Boundary labeling items:
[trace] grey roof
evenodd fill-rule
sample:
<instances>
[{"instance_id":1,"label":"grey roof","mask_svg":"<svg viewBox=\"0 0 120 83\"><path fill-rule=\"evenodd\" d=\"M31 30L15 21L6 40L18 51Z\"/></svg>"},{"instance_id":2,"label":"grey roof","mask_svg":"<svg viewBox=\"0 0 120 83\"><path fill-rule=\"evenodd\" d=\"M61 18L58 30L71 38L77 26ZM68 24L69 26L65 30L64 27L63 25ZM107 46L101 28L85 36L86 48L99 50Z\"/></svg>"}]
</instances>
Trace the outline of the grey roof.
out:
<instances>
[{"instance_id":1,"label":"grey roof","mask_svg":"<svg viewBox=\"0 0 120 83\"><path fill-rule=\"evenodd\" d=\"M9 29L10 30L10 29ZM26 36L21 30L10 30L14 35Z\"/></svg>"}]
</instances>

Goal: Extract each line of the records above that contains the string "grey".

Reply:
[trace] grey roof
[{"instance_id":1,"label":"grey roof","mask_svg":"<svg viewBox=\"0 0 120 83\"><path fill-rule=\"evenodd\" d=\"M31 30L15 21L6 40L18 51Z\"/></svg>"},{"instance_id":2,"label":"grey roof","mask_svg":"<svg viewBox=\"0 0 120 83\"><path fill-rule=\"evenodd\" d=\"M61 18L58 30L71 38L77 26ZM68 24L69 26L65 30L64 27L63 25ZM107 46L101 28L85 36L86 48L99 50Z\"/></svg>"}]
Trace the outline of the grey roof.
[{"instance_id":1,"label":"grey roof","mask_svg":"<svg viewBox=\"0 0 120 83\"><path fill-rule=\"evenodd\" d=\"M9 29L10 30L10 29ZM26 36L21 30L10 30L14 35Z\"/></svg>"}]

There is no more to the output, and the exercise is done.